§ Prompt
In the article on Utah doctors in Haiti, rewrite the passage between "Since surgeon Dr." and "group will go.", inclusive, renaming every "surgeon" as "physician".

§ Text under study
*-*-*
From Deseret News archives:
Haiti grips Utah doctors — whether there or back home
One Utah doctor is sending his joy, sorrow and exhaustion home from Haiti via cyberspace, e-mailing tales of life and death. And another Utah doctor now home from the devastation is trying to process the post-earthquake experience in his blog.
Rehabilitation specialist Dr. Jeff Randle, founder of Healing Hands for Haiti, writes on chiefhhh.blogspot.com that he's not sleeping well, something he didn't expect despite warnings it could happen because he's been to Haiti regularly for years. He even set up a rehab clinic — now rubble in the quake's aftermath — in Port-au-Prince.
This pain-wracked Haiti he found recently when he joined the LDS Church's humanitarian mission is a different country.
"There has been talk of salvaging the rubble to make roads," he wrote this week. "If you use large magnets to remove the rebar, then crush the concrete you can make an admirable road filler. Haiti needs paved roads, clean water, garbage collection and a government that cares about its people. Might as well start with the roads.
"How will it feel driving down a road made of the pieces of misery? Will each crunch of rubber over what once was someone's house release a scream? Blessed are they that mourn, for they shall be comforted."
Since surgeon Dr. Dirk Noyes arrived in Haiti late last month, he has treated broken legs, women in labor, babies with malaria, weepy infections that needed draining, cuts, crushed limbs and deep burns.
Noyes, a surgeon at Intermountain Medical Center, has long provided humanitarian care and signed quickly to join the Utah Hospital Task Force, with 150 doctors, translators and construction experts now providing relief in Haiti. Soon, they'll come home and another group will go.
It's not an easy undertaking. Besides logistical challenges, there's illness from unsanitary conditions. Noyes said 22 group member had become sick; a young member in the group was ill enough they sent him home on a military plane carrying others stateside.
At long day's end he e-mails home what you don't see on TV news: the smell of death and the sweetness of some of the people he's met. The wreckage itself is not unlike what he saw after Hurricane Katrina "only worse as the stench of trapped dead bodies was very evident."
The highs and lows take turns: The 69 orphans the group helped send to America to families who were already adopting them. The fellow with lockjaw, who likely died for lack of a respirator.
*-*-*
§ Source material
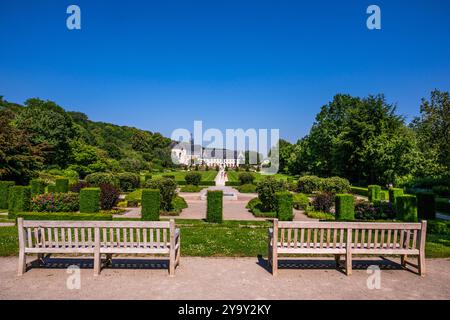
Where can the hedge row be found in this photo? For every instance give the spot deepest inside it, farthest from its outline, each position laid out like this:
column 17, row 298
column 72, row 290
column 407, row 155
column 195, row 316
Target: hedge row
column 214, row 206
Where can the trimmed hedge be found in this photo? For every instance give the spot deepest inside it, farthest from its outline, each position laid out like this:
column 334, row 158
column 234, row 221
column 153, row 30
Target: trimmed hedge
column 19, row 200
column 394, row 193
column 4, row 192
column 214, row 206
column 285, row 210
column 151, row 204
column 90, row 200
column 37, row 187
column 426, row 205
column 62, row 185
column 345, row 207
column 374, row 193
column 64, row 216
column 406, row 208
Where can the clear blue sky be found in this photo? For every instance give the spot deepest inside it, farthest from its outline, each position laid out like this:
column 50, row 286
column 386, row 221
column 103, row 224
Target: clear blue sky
column 160, row 65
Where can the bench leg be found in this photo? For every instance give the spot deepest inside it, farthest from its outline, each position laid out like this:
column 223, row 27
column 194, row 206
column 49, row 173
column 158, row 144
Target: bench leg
column 22, row 263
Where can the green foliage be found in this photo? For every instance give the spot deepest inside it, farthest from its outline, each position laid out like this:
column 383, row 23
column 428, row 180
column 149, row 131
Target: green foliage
column 18, row 200
column 284, row 206
column 62, row 185
column 406, row 206
column 55, row 202
column 426, row 205
column 394, row 193
column 214, row 206
column 193, row 178
column 300, row 201
column 345, row 209
column 150, row 204
column 4, row 192
column 90, row 200
column 374, row 193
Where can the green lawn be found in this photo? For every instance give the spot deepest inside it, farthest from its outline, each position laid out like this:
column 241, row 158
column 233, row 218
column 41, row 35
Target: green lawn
column 230, row 239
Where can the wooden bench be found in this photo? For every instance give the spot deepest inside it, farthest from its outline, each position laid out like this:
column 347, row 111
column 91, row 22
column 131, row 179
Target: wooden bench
column 97, row 238
column 349, row 239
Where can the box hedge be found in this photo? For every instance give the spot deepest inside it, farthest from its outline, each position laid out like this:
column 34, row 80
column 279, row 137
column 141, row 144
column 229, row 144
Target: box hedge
column 4, row 192
column 426, row 205
column 374, row 193
column 19, row 200
column 62, row 185
column 394, row 193
column 37, row 187
column 90, row 200
column 345, row 207
column 151, row 204
column 285, row 211
column 214, row 206
column 406, row 206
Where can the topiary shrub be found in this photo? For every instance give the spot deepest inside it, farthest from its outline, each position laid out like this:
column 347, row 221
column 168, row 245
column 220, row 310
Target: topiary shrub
column 62, row 185
column 285, row 210
column 98, row 178
column 394, row 193
column 345, row 209
column 109, row 196
column 150, row 204
column 37, row 187
column 128, row 181
column 214, row 206
column 266, row 189
column 374, row 193
column 309, row 184
column 56, row 202
column 168, row 190
column 426, row 205
column 19, row 199
column 406, row 206
column 90, row 200
column 246, row 178
column 4, row 193
column 193, row 178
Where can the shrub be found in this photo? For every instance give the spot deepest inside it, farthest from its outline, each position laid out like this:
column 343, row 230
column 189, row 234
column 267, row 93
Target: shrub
*-*-*
§ Answer space
Since physician Dr. Dirk Noyes arrived in Haiti late last month, he has treated broken legs, women in labor, babies with malaria, weepy infections that needed draining, cuts, crushed limbs and deep burns.
Noyes, a physician at Intermountain Medical Center, has long provided humanitarian care and signed quickly to join the Utah Hospital Task Force, with 150 doctors, translators and construction experts now providing relief in Haiti. Soon, they'll come home and another group will go.